WORK TO DO |
Which lines below contain the string "every"? Report each of them in full, treating uppercase and lowercase as different.

Labeling and segmentation records |
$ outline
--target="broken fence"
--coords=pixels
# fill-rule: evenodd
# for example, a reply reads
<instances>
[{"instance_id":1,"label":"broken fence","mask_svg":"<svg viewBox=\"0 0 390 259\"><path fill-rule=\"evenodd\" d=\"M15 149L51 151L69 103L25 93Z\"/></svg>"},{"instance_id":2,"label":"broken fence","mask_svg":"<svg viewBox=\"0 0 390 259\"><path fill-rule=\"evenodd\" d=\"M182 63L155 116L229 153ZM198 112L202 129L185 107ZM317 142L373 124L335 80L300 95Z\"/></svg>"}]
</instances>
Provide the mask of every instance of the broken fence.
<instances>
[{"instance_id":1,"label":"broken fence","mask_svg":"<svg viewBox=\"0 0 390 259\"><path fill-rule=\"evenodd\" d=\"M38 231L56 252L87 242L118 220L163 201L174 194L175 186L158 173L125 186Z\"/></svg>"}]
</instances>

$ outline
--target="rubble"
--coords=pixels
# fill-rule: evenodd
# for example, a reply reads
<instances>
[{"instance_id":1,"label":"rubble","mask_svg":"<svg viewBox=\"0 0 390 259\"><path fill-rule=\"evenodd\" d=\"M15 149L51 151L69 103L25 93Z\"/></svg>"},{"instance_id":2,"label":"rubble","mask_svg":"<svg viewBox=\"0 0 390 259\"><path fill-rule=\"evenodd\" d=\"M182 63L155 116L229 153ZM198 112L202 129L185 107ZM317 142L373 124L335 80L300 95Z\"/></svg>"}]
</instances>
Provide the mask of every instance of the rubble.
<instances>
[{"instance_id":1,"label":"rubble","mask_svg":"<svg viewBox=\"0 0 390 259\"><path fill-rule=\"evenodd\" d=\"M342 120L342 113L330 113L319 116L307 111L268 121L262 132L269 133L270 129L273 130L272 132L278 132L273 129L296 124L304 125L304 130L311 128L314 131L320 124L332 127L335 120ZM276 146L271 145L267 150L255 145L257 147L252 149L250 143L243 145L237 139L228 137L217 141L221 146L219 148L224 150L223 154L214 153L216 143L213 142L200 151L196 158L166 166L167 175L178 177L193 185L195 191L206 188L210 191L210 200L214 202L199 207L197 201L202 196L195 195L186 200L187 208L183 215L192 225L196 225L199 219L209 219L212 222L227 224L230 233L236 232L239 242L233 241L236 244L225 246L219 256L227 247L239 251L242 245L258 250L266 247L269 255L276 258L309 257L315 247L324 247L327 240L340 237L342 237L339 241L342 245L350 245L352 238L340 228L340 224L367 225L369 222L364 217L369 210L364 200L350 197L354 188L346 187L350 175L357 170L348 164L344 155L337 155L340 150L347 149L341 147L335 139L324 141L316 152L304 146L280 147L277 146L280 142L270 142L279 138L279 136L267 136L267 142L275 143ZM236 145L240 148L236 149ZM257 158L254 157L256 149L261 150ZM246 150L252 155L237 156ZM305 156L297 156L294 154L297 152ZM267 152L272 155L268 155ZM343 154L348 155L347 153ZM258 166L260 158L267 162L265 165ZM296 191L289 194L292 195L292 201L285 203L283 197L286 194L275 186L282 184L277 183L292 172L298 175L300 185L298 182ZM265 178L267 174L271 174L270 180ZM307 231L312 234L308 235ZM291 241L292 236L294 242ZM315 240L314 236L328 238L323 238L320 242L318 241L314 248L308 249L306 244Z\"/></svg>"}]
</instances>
...
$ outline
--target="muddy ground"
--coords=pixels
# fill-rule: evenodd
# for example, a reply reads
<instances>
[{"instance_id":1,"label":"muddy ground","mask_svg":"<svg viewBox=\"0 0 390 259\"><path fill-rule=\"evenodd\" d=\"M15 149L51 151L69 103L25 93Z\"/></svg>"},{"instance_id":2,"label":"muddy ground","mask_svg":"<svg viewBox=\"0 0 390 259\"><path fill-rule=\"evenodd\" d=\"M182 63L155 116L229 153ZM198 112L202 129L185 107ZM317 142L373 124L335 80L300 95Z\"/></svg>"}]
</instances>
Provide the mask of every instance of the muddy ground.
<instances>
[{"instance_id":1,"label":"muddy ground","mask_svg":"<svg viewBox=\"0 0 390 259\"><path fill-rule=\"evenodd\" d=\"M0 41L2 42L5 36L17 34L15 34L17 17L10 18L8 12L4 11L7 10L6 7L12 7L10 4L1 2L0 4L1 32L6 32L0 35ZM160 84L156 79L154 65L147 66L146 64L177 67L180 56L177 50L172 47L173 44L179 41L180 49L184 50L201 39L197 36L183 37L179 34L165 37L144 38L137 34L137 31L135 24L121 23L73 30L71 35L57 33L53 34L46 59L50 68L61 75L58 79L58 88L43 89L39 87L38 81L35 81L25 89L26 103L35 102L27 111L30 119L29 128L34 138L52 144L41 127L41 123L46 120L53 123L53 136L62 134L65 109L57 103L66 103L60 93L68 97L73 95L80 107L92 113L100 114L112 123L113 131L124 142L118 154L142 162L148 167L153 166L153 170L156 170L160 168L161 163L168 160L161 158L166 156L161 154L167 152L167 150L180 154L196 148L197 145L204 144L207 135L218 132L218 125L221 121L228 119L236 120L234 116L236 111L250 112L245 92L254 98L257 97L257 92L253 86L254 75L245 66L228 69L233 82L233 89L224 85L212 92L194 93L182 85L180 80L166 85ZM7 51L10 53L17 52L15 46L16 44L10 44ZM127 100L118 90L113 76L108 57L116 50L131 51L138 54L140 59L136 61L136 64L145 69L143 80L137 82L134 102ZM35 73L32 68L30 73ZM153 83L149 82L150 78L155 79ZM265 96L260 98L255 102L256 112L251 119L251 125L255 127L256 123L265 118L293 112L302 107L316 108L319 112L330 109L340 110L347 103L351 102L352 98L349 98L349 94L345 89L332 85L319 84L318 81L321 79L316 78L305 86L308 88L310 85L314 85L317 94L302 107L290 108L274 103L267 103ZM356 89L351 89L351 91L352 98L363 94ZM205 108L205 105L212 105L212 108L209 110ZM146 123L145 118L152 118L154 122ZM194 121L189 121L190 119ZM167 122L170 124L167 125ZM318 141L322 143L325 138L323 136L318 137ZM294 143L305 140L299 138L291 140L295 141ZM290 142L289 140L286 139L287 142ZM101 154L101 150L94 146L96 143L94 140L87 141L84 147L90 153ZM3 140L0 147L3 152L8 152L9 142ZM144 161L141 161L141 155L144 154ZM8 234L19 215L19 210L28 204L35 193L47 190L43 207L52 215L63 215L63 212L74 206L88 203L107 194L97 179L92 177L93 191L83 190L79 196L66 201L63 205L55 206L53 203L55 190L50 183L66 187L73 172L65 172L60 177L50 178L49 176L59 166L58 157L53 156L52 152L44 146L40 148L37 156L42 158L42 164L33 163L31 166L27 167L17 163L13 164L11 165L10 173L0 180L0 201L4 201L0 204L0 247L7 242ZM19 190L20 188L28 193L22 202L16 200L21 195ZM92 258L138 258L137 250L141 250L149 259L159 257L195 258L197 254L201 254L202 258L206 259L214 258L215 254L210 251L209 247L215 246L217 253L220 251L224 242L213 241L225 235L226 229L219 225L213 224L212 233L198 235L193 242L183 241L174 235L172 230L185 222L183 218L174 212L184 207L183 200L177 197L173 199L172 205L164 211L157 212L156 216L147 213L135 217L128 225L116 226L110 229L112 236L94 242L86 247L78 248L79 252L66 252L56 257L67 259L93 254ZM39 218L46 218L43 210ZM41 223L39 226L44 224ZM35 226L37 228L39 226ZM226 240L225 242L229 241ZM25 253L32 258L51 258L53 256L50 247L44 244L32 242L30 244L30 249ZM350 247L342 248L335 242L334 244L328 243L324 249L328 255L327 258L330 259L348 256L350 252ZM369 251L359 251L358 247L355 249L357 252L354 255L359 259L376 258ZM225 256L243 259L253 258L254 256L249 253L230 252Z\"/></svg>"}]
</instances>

EXERCISE RESULT |
Provide the mask of every instance of the broken fence.
Provide the mask of every instance of the rubble.
Provide the mask of every instance of the muddy ground.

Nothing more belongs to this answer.